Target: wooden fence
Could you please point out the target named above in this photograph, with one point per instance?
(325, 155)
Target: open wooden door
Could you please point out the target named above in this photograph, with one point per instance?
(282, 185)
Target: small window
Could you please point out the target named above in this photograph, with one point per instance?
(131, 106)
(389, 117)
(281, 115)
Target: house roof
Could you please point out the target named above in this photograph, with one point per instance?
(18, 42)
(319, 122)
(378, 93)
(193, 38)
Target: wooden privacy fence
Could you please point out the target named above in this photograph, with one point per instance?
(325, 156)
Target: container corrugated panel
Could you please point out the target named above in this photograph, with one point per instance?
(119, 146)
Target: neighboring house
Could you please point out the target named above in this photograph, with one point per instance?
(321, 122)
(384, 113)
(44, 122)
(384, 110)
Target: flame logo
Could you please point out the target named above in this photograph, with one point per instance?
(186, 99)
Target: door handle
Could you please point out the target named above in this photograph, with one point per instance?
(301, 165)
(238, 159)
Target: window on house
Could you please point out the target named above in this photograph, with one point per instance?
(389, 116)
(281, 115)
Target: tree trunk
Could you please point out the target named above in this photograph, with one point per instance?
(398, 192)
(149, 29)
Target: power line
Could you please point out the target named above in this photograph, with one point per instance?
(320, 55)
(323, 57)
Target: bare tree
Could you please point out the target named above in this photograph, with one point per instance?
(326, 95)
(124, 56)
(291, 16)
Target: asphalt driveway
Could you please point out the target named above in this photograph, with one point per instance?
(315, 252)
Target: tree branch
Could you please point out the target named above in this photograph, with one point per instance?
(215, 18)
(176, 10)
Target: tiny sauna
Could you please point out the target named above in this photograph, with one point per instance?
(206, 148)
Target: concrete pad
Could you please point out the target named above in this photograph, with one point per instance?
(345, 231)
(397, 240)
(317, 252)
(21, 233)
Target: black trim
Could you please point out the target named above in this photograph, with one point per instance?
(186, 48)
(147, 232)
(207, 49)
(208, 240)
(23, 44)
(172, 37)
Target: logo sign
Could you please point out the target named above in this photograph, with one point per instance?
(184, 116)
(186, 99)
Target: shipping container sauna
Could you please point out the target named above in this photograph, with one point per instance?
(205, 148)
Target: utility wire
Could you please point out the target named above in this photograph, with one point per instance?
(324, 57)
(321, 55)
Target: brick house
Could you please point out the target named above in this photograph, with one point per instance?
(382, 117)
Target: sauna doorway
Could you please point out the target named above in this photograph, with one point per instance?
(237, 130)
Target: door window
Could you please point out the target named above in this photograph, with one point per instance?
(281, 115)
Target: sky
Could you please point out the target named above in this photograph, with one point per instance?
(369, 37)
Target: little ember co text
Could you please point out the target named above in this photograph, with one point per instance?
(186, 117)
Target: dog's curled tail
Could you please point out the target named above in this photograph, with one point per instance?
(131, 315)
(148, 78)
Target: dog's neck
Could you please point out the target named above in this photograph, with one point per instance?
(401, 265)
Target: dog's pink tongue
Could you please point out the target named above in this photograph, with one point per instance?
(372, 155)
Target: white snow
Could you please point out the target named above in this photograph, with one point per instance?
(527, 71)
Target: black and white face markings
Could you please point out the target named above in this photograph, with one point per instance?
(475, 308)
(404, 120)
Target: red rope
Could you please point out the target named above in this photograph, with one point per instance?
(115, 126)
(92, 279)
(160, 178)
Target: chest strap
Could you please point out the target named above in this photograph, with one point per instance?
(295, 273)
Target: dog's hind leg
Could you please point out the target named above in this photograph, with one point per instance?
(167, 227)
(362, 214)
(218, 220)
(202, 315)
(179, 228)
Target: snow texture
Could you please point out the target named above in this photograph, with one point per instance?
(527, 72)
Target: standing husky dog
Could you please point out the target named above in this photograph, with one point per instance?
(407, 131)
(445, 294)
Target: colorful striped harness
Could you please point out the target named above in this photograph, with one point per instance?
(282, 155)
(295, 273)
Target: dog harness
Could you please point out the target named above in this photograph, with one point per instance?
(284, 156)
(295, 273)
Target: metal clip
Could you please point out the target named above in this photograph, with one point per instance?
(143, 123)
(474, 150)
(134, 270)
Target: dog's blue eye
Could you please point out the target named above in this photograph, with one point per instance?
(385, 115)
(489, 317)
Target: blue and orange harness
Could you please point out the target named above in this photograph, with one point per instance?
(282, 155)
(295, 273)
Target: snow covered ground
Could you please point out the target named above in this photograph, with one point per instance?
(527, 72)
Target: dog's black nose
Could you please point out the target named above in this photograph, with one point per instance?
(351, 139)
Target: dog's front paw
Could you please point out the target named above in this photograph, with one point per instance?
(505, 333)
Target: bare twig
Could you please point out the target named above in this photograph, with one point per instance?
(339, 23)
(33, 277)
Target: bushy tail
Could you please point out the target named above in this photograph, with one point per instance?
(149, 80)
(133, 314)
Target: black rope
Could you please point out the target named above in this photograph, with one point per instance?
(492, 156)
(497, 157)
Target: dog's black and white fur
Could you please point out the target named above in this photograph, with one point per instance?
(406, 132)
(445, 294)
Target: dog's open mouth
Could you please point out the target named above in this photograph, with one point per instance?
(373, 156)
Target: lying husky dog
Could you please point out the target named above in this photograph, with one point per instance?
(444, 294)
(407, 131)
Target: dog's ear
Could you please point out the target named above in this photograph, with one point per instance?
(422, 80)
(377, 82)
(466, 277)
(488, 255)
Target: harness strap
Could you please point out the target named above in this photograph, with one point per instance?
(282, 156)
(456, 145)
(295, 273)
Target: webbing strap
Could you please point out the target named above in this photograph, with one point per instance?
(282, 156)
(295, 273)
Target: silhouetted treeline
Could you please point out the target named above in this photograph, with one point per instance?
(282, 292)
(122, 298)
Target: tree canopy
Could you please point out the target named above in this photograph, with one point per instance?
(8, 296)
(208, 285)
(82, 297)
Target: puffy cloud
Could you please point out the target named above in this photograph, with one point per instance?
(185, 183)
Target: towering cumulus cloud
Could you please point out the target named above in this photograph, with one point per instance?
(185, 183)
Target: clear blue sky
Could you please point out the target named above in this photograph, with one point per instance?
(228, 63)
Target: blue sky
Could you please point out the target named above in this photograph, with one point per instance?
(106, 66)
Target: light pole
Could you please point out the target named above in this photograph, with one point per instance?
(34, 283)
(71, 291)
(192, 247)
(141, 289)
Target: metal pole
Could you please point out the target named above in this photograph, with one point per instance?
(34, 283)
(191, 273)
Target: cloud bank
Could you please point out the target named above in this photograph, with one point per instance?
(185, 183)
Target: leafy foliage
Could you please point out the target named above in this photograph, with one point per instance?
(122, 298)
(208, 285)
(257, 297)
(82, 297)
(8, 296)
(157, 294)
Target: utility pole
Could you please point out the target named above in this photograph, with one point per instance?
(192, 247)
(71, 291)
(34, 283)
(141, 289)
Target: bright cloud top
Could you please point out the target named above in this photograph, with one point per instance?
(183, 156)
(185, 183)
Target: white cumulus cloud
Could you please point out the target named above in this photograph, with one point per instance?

▶ [Exercise directions]: Please output the exact lines of the records above, beginning with the first and stopping after the line that holds "Target: power line", and nothing else.

▶ [Expected answer]:
Target: wooden fence
Could you please point out the target named above in this photograph, with one point per instance?
(325, 155)
Target: open wooden door
Could you please point out the target named above in this photograph, with one point per instance?
(282, 185)
Target: small window
Could you please point out the target named above in this photograph, with one point per instance?
(131, 106)
(389, 117)
(281, 115)
Target: house roof
Could you please point out the target named above in this photograph, with one point per instance?
(18, 42)
(319, 122)
(378, 93)
(193, 38)
Target: wooden privacy fence
Could you please point out the target named above in this photograph, with one point per instance?
(325, 156)
Target: container corrugated panel
Could you please point out the target named above in this photograph, with one point per instance?
(119, 146)
Target: neighboring house
Could you please point out the target named above in this photograph, with one point per instance?
(321, 122)
(384, 113)
(44, 122)
(384, 110)
Target: flame logo
Could you please point out the target named above in this photograph, with one point per instance?
(186, 99)
Target: door handle
Could you please point out the target named above in this photograph, with one point per instance?
(301, 165)
(238, 159)
Target: window on house
Could you please point out the target named above in this photograph, with one point per instance?
(389, 116)
(281, 115)
Target: tree trunk
Could you please point out the target named above in this photograph, with one point per instance?
(398, 192)
(149, 29)
Target: power line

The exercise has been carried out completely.